Quoted text ->
Also, be sure that moving to C/C++ is really what you need to do for speed to begin with. Instrument the original C# method (standalone, executed via unit tests), instrument the new C/C++ method (again, standalone via unit tests) and see what the real world difference is.

The reason I bring this up is that I fear it may be a pyrhhic victory -- using Smokey Bacon's advice, you get your list class, you're in "faster" C++, but there's still a cost to calling that DLL: Bouncing out of the runtime with P/Invoke or COM interop carries a fairly substantial performance cost.

Be sure you're getting your "money's worth" out of that jump before you do it.

Update based on the OP's Update

If you're calling this loop repeatedly, you need to absolutely make sure that the entire loop logic is encapsulated in a single interop call -- otherwise the overhead of marshalling (as others here have mentioned) will definitely kill you.

I do think, given the description of the problem, that the issue isn't that C#/.NET is "slower" than C, but more likely that the code needs to be optimized. As another poster here mentioned, you can use pointers in C# to seriously boost performance in this kind of loop, without the need for marshalling. I'd look into that first, before jumping into a complex interop world, for this scenario.

John Rudy
+7  A: 

What makes you think you'll gain speed by calling into C code? C isn't magically faster than C#. It can be, of course, but it can also easily be slower (and buggier). Especially when you factor in the p/invoke calls into native code, it's far from certain that this approach will speed up anything.

Material ->
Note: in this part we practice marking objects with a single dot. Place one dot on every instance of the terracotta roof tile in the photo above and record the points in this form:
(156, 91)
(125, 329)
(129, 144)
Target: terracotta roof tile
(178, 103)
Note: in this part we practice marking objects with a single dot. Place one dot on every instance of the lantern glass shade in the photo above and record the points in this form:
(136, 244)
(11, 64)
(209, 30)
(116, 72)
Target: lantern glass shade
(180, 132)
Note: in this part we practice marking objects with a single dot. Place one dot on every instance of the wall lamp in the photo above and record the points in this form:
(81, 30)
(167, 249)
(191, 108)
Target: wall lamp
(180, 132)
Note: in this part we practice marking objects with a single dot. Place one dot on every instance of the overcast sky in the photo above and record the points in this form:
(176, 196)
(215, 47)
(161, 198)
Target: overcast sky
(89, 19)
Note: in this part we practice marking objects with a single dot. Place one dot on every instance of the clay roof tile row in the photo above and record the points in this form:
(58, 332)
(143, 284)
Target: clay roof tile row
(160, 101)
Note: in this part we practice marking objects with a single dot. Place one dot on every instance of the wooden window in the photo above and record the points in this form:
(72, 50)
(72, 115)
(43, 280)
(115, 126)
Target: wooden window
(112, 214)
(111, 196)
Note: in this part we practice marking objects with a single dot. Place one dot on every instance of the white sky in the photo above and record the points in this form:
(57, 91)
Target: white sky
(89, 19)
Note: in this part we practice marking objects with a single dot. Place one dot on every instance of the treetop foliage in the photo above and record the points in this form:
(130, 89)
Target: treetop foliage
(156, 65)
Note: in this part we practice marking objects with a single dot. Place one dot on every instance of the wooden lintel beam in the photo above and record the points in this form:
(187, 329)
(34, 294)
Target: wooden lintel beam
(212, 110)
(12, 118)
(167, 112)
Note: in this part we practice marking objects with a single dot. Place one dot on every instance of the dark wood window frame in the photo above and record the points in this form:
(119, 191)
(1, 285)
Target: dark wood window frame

Instruction 1 -> Reproduce the part of the C# interop passage above, everything from "Be sure you're" down to "for this scenario.".
Instruction 2 -> Extract each line of the rows above that contains the string "dark".

Task result 1 ->
Be sure you're getting your "money's worth" out of that jump before you do it.

Update based on the OP's Update

If you're calling this loop repeatedly, you need to absolutely make sure that the entire loop logic is encapsulated in a single interop call -- otherwise the overhead of marshalling (as others here have mentioned) will definitely kill you.

I do think, given the description of the problem, that the issue isn't that C#/.NET is "slower" than C, but more likely that the code needs to be optimized. As another poster here mentioned, you can use pointers in C# to seriously boost performance in this kind of loop, without the need for marshalling. I'd look into that first, before jumping into a complex interop world, for this scenario.

Task result 2 ->
Note: in this part we practice marking objects with a single dot. Place one dot on every instance of the dark wood window frame in the photo above and record the points in this form:
Target: dark wood window frame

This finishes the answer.